### TASK TO COMPLETE
Print the listing below once more, unchanged.

### THE DATA
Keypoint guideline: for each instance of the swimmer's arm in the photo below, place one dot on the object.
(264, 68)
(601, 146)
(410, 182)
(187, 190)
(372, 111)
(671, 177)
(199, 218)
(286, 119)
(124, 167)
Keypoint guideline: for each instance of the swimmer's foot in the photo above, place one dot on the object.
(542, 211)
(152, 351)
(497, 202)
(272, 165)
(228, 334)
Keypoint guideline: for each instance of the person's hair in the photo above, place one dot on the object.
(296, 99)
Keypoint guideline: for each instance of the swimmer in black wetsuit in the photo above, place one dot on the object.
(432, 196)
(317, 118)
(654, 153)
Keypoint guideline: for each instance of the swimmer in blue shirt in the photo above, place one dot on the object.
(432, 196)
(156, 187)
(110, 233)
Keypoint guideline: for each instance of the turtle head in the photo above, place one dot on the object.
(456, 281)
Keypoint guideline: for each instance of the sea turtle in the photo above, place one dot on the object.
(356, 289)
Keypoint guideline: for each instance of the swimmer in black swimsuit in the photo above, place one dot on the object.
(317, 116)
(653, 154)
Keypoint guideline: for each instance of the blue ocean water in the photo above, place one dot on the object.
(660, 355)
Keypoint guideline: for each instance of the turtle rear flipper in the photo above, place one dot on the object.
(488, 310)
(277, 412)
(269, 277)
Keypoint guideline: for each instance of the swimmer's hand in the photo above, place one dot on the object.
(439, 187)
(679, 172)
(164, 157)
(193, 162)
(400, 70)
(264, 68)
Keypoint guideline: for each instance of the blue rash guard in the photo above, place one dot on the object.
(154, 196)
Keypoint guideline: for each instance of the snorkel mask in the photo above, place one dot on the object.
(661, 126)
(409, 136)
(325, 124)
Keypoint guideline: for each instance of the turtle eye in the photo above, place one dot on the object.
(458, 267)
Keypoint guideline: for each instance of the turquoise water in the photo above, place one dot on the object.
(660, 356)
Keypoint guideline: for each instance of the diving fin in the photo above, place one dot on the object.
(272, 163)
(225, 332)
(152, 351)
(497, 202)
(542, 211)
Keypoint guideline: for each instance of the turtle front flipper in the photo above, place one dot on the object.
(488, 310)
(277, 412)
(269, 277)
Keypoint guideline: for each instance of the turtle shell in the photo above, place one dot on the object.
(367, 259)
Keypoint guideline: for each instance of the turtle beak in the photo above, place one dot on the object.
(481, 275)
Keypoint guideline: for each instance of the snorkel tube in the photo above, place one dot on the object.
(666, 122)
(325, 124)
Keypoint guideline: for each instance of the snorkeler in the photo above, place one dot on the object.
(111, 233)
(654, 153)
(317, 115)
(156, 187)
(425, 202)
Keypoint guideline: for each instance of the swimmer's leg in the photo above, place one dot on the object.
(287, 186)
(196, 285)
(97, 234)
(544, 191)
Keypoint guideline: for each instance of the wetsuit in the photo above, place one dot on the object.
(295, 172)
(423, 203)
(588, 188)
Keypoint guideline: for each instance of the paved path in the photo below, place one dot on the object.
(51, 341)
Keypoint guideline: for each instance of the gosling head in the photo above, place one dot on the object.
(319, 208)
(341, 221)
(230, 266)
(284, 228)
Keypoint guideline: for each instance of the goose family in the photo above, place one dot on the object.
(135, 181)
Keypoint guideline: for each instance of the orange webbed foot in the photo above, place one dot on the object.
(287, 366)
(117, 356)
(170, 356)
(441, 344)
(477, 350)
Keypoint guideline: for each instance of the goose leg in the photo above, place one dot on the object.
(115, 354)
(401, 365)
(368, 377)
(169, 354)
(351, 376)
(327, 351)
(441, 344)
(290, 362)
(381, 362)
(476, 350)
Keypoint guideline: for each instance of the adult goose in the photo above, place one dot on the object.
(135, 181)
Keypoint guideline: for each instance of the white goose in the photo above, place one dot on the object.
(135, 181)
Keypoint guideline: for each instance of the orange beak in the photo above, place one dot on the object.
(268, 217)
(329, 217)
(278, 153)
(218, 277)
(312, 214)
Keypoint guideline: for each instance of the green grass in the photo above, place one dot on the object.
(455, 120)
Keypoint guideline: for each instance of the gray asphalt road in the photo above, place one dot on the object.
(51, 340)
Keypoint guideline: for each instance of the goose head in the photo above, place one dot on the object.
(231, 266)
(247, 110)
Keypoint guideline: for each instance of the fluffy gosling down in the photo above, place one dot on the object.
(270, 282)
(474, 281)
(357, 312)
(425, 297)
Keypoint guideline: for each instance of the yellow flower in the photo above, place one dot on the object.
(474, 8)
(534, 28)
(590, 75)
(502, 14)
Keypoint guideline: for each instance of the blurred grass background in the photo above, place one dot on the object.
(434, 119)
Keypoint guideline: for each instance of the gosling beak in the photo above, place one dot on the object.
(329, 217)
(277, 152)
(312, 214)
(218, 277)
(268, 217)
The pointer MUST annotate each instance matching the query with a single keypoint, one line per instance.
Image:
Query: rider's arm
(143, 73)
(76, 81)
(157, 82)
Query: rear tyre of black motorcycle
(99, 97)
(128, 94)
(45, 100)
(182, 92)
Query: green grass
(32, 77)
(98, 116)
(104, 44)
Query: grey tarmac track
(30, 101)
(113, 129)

### SOLUTION FOR THIS TASK
Keypoint guideline: for each instance of the swimmer's arm in the photo below, place one dot on the object.
(264, 68)
(601, 146)
(410, 182)
(187, 190)
(372, 111)
(671, 177)
(199, 218)
(286, 119)
(124, 167)
Keypoint guideline: for each instance of the swimmer's foot in the photo above, place one dot on the object.
(542, 211)
(152, 351)
(497, 202)
(272, 165)
(228, 334)
Keypoint guideline: for each instance of the person's hair in the photo above, place one dot on the object.
(296, 99)
Keypoint guideline: for each instance of the swimmer in black wetsuit in the photo above, place one dot on the object.
(432, 196)
(317, 118)
(654, 153)
Keypoint guideline: for each instance of the swimmer in blue shirt in the photo above, place one dot on the object.
(432, 196)
(156, 187)
(110, 233)
Keypoint guideline: for each instance of the turtle head in the photo above, place one dot on the object.
(456, 281)
Keypoint guideline: for each instance of the sea turtle in the photo above, place one dot on the object.
(356, 289)
Keypoint guideline: for each instance of the swimmer in black swimsuit in the photo above, place one dot on the object.
(317, 116)
(653, 154)
Keypoint guideline: for each instance of the blue ocean water in the photo above, place one dot on the object.
(660, 355)
Keypoint guideline: for each instance of the turtle rear flipper in the photo above, place one dot on the object.
(488, 310)
(277, 412)
(269, 277)
Keypoint guideline: for each instance of the swimmer's hand in the photo above, place one dot on the object.
(439, 187)
(679, 172)
(164, 157)
(193, 162)
(400, 70)
(264, 68)
Keypoint guideline: for each instance of the blue rash guard in the photo above, place one dot on the object.
(154, 196)
Keypoint guideline: for each instance of the snorkel mask in the photo above, place one dot on the object.
(661, 126)
(409, 136)
(325, 124)
Keypoint guideline: for each instance of the turtle eye in the photo above, place one dot on the object.
(458, 267)
Keypoint guideline: for each instance of the turquoise water in the photo above, place one dot on the object.
(660, 356)
Keypoint guideline: for each instance of the diving fin in the photo above, place one dot on the object.
(272, 163)
(225, 332)
(152, 351)
(497, 202)
(542, 211)
Keypoint guideline: for each instance of the turtle front flipper in the photo above, place one dot on the object.
(488, 310)
(277, 412)
(269, 277)
Keypoint guideline: for each instance of the turtle shell in the photo above, place one dot on the object.
(367, 259)
Keypoint guideline: for each instance of the turtle beak in the photo above, place one dot on the object.
(481, 275)
Keypoint guideline: for each instance of the snorkel tube in the photo above, place one dot on the object.
(666, 122)
(325, 124)
Keypoint guideline: for each instance of the snorkeler in the photo above, place one dot on the object.
(111, 233)
(654, 153)
(317, 115)
(156, 187)
(425, 202)
Keypoint guideline: for each instance of the swimmer's leg in the photo above, place one dot on the object.
(287, 186)
(196, 285)
(97, 234)
(544, 191)
Keypoint guideline: for each instance of the wetsuit in the photo above, place one dot on the object.
(295, 172)
(423, 203)
(588, 188)
Keypoint guideline: for each instance of the paved path in the photo below, place one dot on the object.
(51, 341)
Keypoint guideline: for each instance of the gosling head in the photo above, place one dot on the object.
(319, 208)
(341, 221)
(230, 266)
(284, 228)
Keypoint guideline: for each instance of the goose family in the photo above, place one dot on the object.
(135, 181)
Keypoint guideline: for each instance of the orange webbed foot in the photo above, place one dot on the object.
(287, 366)
(117, 356)
(170, 356)
(441, 344)
(477, 350)
Keypoint guideline: for each instance of the goose leg in the photo above, place one dot on the object.
(115, 354)
(401, 365)
(368, 377)
(169, 354)
(351, 376)
(327, 351)
(441, 344)
(290, 362)
(381, 362)
(476, 350)
Keypoint guideline: for each instance of the adult goose in the photo above, place one dot on the object.
(135, 181)
Keypoint guideline: for each instance of the white goose in the photo above, place one dot on the object.
(135, 181)
Keypoint guideline: for each instance of the orange beak in the photo above, place one dot on the object.
(268, 217)
(329, 217)
(278, 153)
(218, 277)
(312, 214)
Keypoint guideline: for each instance of the green grass in the photo above, place one dot on the object.
(455, 120)
Keypoint guideline: for each instance of the gray asphalt road in the photo above, place one dot on the object.
(51, 340)
Keypoint guideline: for each instance of the goose head in the photo above, place one dot on the object.
(231, 266)
(247, 110)
Keypoint guideline: for each instance of the fluffy gosling down in the photo above, place one dot on the object.
(270, 282)
(474, 281)
(357, 312)
(425, 297)
Keypoint guideline: for each instance of the yellow flower in the photo above, place one dot on the object.
(474, 8)
(534, 28)
(590, 75)
(502, 14)
Keypoint guideline: for each instance of the blurred grass background in the photo above, place one dot on the object.
(434, 119)
Keypoint guideline: for each instance of the gosling beak in the photo above, place one dot on the object.
(329, 217)
(277, 152)
(312, 214)
(218, 277)
(268, 217)
The pointer MUST annotate each instance matching the query with a single keypoint, one line per instance.
Image:
Query: rider's arm
(143, 73)
(76, 81)
(157, 82)
Query: rear tyre of black motorcycle
(99, 97)
(128, 94)
(45, 100)
(182, 92)
Query: green grass
(32, 77)
(98, 116)
(104, 44)
Query: grey tarmac track
(30, 101)
(113, 129)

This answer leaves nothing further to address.